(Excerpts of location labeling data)
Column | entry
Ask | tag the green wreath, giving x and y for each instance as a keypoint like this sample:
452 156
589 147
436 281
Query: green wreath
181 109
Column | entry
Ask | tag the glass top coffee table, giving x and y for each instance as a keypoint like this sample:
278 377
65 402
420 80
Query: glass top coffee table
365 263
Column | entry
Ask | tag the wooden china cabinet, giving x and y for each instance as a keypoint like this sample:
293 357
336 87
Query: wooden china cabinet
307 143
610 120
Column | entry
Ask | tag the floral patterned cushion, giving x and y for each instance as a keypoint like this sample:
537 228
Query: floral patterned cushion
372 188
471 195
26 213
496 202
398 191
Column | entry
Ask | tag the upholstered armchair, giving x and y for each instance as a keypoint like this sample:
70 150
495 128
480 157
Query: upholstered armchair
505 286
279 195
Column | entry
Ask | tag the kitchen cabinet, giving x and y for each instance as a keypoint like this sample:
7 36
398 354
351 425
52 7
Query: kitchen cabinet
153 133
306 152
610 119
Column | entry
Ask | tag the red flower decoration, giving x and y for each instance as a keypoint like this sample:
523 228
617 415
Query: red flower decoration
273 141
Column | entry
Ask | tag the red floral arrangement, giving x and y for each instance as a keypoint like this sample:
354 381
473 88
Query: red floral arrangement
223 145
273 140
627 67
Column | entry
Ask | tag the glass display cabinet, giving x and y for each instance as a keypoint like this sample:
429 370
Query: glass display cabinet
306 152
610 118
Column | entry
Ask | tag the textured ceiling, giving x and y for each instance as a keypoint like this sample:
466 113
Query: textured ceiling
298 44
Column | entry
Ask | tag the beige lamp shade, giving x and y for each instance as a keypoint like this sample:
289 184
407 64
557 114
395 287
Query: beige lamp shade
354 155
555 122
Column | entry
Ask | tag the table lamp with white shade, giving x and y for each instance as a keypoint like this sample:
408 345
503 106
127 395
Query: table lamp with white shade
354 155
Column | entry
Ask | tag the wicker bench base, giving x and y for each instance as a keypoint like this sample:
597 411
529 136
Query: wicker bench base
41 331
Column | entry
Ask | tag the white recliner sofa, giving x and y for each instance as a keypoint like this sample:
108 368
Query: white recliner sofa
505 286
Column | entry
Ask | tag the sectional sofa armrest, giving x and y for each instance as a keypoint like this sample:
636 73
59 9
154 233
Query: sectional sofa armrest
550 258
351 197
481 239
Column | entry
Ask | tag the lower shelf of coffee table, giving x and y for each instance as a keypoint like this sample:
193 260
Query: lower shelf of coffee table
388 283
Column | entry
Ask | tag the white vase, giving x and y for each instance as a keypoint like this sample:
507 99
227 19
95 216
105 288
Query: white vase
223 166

▶ [What you have to do]: Every record above must be duplicated exactly.

▶ [Task solution]:
Column | entry
Ask | tag the green wreath, giving x and y for each instance as a keypoint like this sample:
452 156
589 147
436 281
Query: green wreath
181 109
Column | entry
Ask | tag the glass top coffee table, giving x and y for each instance as a keypoint like this sample:
278 377
65 402
420 80
Query: glass top coffee table
365 263
Column | entry
Ask | tag the wooden china cabinet, giving x and y for each instance as a keypoint like this sample:
293 357
336 87
Query: wooden china cabinet
307 143
610 120
Column | entry
Ask | tag the floral patterned cushion, giving x and y for each instance as a keypoint like this sample:
537 228
Query: floral patterned cushion
372 188
471 195
26 213
496 202
398 191
Column | entry
Ask | tag the upholstered armchair, giving x and y for each instance as a keypoint like this sample:
70 150
495 128
480 157
Query: upholstered armchair
505 286
279 195
Column | entry
Ask | tag the kitchen cabinet, giving x and y for each instance as a keypoint like this sample:
7 36
398 354
351 425
52 7
Query: kitchen cabinet
153 133
306 152
610 119
Column | entry
Ask | tag the red flower decoration, giving x and y for each instance as a keypoint like this sample:
523 228
617 415
Query: red flower decoration
273 141
Column | entry
Ask | tag the red floral arrangement, giving x and y for each instance as a keypoint like this sample:
354 381
473 88
Query: red floral arrangement
223 145
273 140
627 67
Column | entry
Ask | tag the glass display cabinet, giving x and y for each instance as a keypoint like this sample:
429 370
Query: glass display cabinet
306 152
610 118
Column | entry
Ask | tag the textured ceiling, giving x and y for each instance as a keypoint like this sample:
466 113
Query: textured ceiling
298 44
Column | entry
Ask | tag the beige lamp shade, giving x and y for each instance as a keypoint like this sample:
289 184
407 64
557 114
395 287
Query: beige lamp shade
354 155
555 122
Column | entry
Ask | tag the table lamp with white shade, giving x and y for each instance as a keypoint like this sample:
408 345
503 106
127 395
Query: table lamp with white shade
354 155
Column | entry
Ask | tag the wicker bench base, giving x and y for each instance as a keypoint like this sample:
597 411
529 136
Query: wicker bench base
41 331
Column | entry
Ask | tag the white recliner sofa, giving x and y for each instance as a keypoint like this sample:
108 368
Query: white recliner sofa
505 286
Column | entry
Ask | tag the sectional sofa armrest, giving x and y for each instance as a keypoint like this sample:
636 73
59 9
154 233
Query: sectional sofa armrest
550 258
351 197
481 239
Column | entry
Ask | tag the lower shelf of coffee table, giving x and y for each instance as a keypoint like this sample:
193 260
Query: lower shelf of coffee table
388 283
Column | entry
Ask | tag the white vase, giving x and y for each instance as a keypoint like this sample:
507 99
227 19
95 216
105 288
Query: white vase
223 166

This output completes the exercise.